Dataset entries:
_ _ _ _ _ _ _

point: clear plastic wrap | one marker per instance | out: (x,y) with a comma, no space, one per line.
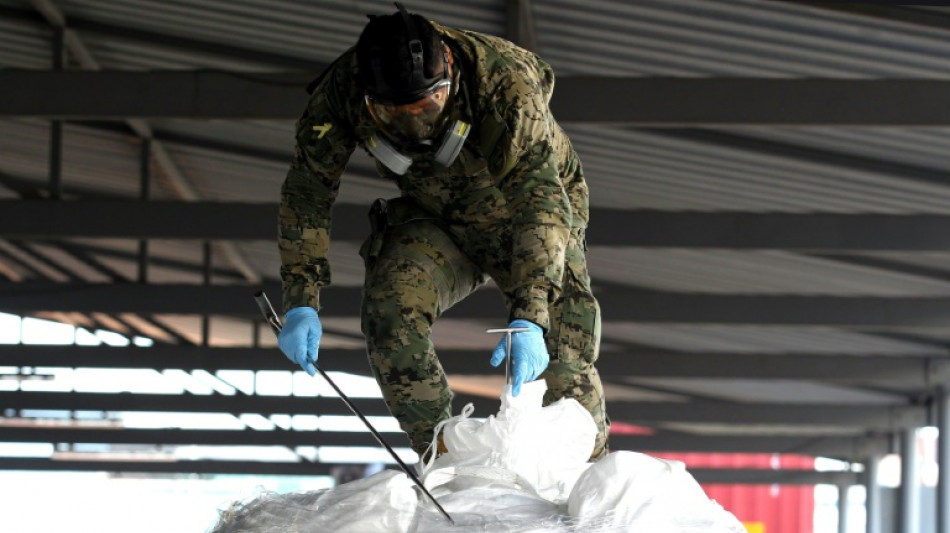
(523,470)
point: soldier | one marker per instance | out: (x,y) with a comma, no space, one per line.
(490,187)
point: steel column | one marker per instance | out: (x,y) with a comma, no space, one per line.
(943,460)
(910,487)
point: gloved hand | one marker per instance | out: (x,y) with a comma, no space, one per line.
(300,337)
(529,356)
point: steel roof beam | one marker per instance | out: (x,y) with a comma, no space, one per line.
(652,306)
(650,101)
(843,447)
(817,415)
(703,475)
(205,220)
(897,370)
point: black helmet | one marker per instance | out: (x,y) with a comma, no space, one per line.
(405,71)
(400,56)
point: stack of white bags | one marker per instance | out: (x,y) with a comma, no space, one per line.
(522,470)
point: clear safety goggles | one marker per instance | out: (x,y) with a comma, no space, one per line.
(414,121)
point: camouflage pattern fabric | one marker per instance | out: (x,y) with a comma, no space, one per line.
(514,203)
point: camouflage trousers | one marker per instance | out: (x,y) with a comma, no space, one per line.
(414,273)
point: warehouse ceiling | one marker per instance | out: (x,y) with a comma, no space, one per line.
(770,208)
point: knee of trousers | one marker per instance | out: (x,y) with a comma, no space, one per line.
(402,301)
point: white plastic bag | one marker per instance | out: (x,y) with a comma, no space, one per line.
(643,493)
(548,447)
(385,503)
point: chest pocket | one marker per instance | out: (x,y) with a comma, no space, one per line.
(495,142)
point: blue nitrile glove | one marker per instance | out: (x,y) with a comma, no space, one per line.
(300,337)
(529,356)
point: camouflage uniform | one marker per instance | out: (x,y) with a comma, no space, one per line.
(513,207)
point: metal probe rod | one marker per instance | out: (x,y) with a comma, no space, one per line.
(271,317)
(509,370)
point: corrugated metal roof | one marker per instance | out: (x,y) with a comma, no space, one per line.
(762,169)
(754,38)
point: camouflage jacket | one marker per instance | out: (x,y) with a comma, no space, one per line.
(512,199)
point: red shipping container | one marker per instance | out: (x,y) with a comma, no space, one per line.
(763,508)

_ _ _ _ _ _ _

Task requirements: Please output every entry exactly as written, apart from the pictures.

Answer below:
point: clear plastic wrap | one marker per instance | out: (x,y) with a comma, no space, one per line.
(523,470)
point: soldier | one marker per instance | out: (x,y) with a comma, no space, one per line.
(490,187)
point: steel column | one marker per instance | out: (x,y) with a comma, no space, one per line.
(943,460)
(910,487)
point: gloved hand | one marker per instance | out: (x,y) with a comma, no space, one per line.
(300,337)
(529,356)
point: steel roof beam | one marker per instance | out: (x,y) with a comma, no space, one per line.
(652,306)
(650,101)
(843,447)
(817,415)
(703,475)
(205,220)
(897,370)
point: black helmet | one marker per instance | out: (x,y) with a comma, no space, one per line.
(405,71)
(400,56)
point: stack of white bags | one marker per instance | out: (x,y) with a comma, no space, one per line.
(522,470)
point: clear safety goggles | one marker per instance | out: (x,y) with a comma, no space, one per line.
(414,121)
point: camouflage pattern fabric | one marker per instance | out: (x,y) with a comma, no space, one per line.
(514,203)
point: camouflage trousers | one marker per instance | out: (x,y) with a comma, no space, one per line.
(414,273)
point: warehouse ceiling | one marker per instance | out: (x,y) with a comma, no space, one per line.
(770,208)
point: knee of trousers | one marker per instance | out: (x,y) with a comma, no space, one per line.
(402,301)
point: white plastic bag | one marker per instance | out: (x,y) with a comma, no space, one per line.
(643,493)
(548,447)
(385,503)
point: chest pocket | one marker per instance | out: (x,y) with a comma, no space, one per line.
(495,142)
point: blue nitrile glove | one marker per instance | out: (x,y) with a comma, no space, one per line.
(300,337)
(529,356)
point: camouflage uniform | one marker per instance | out: (x,y) with a comma, no space, one per line.
(513,207)
point: metal probe rod | one marker per instance | out: (x,y) with a comma, no space, one per line.
(271,317)
(509,370)
point: corrugated metal roof | one marker per instance | out: (x,y) with a comma, no space, one per line.
(762,169)
(754,38)
point: camouflage jacket | one marker per instance | out: (x,y) with a comma, no space, one per line.
(512,199)
point: red shipping container | one marker per instance | out: (x,y) with a comma, no space, one per line.
(763,508)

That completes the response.